__The task__: Using the listing, work out the number of lines where "sleeve" shows up, and answer with that number alone.
+++ Record set +++
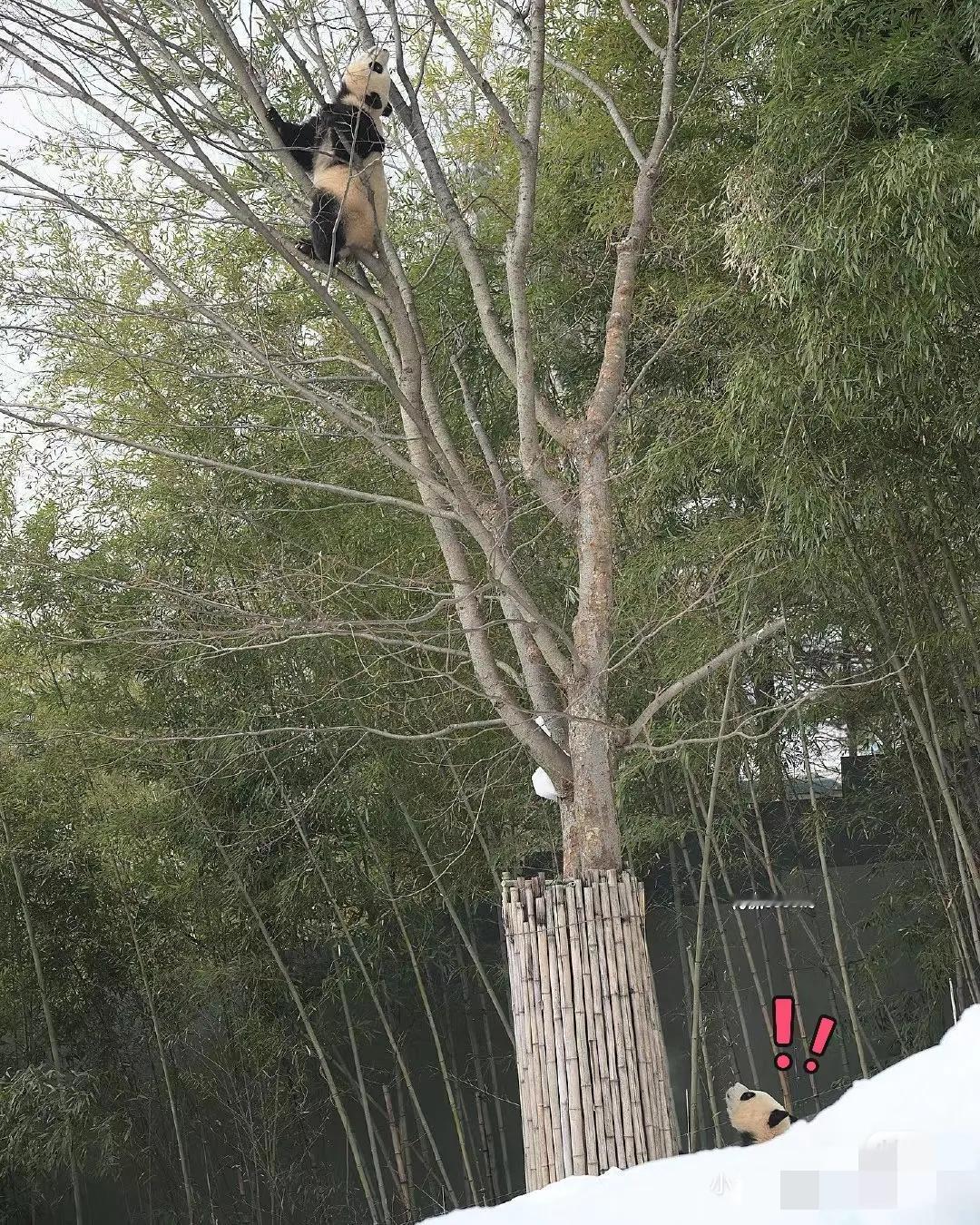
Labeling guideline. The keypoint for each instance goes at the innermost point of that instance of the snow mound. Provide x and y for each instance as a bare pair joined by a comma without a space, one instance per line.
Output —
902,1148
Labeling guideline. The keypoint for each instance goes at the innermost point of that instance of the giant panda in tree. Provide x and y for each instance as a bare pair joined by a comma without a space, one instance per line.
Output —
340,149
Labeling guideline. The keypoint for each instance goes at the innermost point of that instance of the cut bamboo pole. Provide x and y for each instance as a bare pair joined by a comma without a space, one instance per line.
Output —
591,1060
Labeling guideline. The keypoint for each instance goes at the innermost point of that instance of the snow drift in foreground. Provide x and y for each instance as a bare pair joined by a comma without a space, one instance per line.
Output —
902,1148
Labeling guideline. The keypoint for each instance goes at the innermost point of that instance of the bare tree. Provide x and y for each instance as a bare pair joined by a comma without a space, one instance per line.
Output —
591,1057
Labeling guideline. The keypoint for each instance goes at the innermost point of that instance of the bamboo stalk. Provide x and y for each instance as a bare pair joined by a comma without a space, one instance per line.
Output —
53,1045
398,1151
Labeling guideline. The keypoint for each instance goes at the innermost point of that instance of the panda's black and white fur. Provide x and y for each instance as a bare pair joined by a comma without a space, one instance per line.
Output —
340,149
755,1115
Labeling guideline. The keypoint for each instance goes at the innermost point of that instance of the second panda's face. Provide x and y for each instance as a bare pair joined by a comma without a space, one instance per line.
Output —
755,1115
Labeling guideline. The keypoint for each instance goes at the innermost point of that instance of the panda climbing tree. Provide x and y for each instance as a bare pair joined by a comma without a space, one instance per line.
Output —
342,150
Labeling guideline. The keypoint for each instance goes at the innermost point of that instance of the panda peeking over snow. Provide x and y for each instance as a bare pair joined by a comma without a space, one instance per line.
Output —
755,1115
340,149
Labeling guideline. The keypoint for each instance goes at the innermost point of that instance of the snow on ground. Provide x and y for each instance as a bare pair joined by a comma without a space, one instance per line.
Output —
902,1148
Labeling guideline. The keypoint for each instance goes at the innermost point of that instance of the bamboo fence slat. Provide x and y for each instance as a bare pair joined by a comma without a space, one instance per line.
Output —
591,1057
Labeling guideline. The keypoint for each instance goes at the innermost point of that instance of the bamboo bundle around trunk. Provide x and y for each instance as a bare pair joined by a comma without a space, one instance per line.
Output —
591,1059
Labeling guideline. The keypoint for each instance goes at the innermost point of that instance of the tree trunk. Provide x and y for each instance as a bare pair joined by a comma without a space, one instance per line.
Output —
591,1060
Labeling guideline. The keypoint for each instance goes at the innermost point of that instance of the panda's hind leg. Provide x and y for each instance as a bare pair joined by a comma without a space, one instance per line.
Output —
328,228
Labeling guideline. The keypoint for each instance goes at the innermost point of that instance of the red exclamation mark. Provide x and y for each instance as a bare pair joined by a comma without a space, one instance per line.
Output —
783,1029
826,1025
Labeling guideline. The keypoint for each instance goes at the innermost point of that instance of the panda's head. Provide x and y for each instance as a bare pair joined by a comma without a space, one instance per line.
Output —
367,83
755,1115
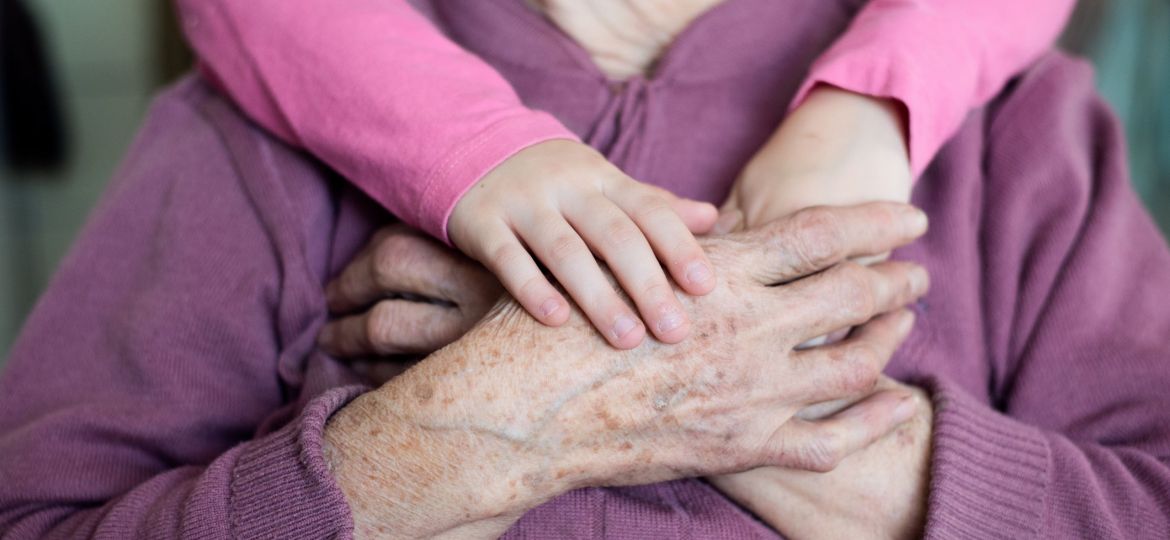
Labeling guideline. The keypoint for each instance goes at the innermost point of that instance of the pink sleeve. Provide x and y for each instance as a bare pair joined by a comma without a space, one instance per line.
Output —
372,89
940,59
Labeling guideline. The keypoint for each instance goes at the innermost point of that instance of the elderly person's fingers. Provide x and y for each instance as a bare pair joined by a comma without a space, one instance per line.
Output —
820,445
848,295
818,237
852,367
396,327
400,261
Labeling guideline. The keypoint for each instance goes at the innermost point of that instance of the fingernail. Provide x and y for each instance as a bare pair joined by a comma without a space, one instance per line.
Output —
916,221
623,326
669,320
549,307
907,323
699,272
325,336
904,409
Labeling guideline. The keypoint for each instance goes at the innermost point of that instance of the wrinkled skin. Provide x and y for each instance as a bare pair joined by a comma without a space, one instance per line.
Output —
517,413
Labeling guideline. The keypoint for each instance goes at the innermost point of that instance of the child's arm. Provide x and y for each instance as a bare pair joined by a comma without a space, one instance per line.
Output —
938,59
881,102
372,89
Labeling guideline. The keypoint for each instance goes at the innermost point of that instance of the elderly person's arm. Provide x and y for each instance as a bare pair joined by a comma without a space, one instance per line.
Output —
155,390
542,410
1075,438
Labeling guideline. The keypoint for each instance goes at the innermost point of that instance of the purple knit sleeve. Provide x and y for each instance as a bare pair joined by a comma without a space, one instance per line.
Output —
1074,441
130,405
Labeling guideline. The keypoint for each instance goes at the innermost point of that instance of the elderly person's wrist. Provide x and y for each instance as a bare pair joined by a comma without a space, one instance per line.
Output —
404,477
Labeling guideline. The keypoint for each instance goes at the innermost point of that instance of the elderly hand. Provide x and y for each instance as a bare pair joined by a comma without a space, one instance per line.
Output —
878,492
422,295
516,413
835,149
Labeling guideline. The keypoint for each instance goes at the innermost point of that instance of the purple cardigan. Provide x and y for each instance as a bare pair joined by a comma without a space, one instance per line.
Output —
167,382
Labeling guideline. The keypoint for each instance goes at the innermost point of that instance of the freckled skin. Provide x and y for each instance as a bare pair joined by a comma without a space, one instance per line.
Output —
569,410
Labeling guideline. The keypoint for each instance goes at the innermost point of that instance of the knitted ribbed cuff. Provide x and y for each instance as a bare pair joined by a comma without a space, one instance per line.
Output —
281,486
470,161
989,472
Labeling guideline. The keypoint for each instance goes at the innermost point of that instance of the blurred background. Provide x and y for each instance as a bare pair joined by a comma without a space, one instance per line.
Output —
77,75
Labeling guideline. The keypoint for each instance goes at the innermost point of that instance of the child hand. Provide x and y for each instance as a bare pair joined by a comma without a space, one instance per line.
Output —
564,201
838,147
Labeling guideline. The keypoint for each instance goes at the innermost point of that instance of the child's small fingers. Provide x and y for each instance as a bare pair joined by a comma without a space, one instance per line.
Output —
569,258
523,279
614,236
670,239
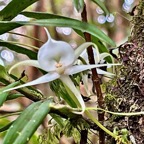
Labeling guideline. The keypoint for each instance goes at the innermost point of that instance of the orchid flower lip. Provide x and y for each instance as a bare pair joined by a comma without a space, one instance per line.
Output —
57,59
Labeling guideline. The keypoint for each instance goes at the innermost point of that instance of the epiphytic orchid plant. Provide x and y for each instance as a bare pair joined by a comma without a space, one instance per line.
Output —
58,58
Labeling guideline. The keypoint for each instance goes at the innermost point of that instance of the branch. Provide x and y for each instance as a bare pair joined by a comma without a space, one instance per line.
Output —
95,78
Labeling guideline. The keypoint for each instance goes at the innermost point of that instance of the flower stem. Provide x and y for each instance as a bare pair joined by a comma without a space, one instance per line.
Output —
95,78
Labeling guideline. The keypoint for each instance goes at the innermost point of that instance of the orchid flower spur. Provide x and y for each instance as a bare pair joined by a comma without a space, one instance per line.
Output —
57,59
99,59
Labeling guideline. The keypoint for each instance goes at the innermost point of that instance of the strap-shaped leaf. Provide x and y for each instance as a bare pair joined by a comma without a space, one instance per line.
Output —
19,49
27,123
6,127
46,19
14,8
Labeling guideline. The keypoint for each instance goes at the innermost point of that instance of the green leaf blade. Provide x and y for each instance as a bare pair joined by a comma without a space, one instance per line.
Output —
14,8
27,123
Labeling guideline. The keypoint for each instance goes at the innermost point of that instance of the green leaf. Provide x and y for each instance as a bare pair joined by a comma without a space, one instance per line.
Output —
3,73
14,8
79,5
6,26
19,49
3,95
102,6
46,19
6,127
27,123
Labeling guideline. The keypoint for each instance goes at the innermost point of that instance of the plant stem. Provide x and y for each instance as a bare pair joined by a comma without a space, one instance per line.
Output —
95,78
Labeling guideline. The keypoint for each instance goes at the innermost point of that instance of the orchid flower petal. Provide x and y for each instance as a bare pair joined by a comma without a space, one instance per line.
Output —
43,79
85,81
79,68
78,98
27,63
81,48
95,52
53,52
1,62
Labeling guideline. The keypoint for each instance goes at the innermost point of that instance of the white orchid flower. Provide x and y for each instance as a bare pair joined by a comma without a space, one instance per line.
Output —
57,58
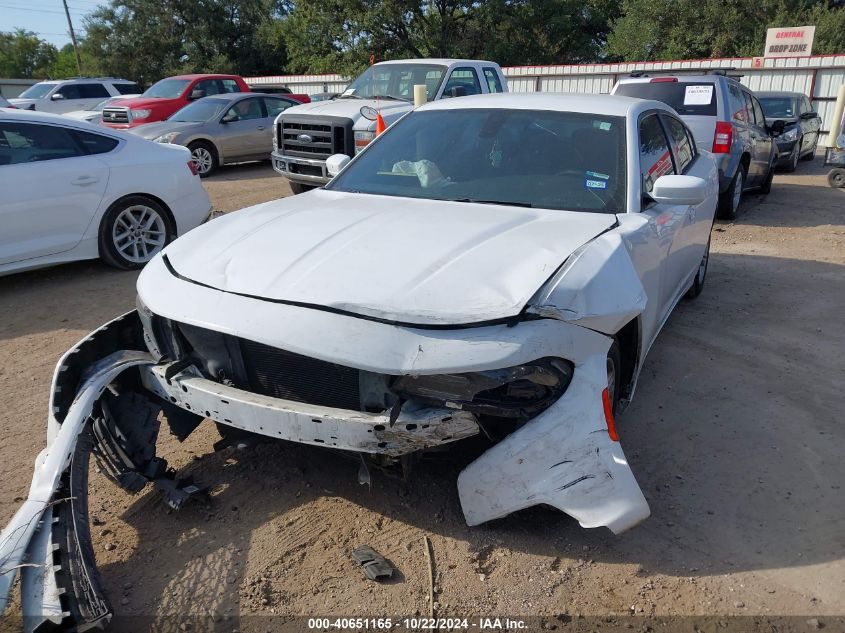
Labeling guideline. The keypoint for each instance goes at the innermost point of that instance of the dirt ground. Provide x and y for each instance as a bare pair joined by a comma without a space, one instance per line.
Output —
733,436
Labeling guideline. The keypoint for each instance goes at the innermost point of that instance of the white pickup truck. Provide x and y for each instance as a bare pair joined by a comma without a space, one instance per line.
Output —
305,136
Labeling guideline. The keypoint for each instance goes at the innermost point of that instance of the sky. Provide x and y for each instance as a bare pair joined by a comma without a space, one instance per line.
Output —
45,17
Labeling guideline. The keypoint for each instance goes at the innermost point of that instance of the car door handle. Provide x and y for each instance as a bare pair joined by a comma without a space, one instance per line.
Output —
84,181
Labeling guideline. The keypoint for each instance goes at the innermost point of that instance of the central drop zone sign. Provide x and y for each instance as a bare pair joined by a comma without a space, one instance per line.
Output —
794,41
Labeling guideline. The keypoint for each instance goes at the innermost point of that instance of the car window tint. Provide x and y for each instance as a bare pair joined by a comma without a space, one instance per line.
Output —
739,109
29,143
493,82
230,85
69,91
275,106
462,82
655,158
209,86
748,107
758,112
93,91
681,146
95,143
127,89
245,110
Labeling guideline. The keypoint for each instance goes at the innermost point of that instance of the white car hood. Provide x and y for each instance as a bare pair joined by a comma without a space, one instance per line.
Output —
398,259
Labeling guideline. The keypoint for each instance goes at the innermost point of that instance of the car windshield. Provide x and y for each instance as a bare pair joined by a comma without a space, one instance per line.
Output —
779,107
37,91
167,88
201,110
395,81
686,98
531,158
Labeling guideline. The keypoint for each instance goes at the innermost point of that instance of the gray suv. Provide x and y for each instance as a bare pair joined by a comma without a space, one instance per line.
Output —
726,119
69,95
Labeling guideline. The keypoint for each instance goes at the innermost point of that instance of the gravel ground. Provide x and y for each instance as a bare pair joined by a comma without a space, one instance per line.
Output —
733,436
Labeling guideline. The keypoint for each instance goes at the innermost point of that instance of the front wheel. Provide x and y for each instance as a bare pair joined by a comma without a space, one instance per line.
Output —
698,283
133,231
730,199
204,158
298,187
+++
__Response__: 2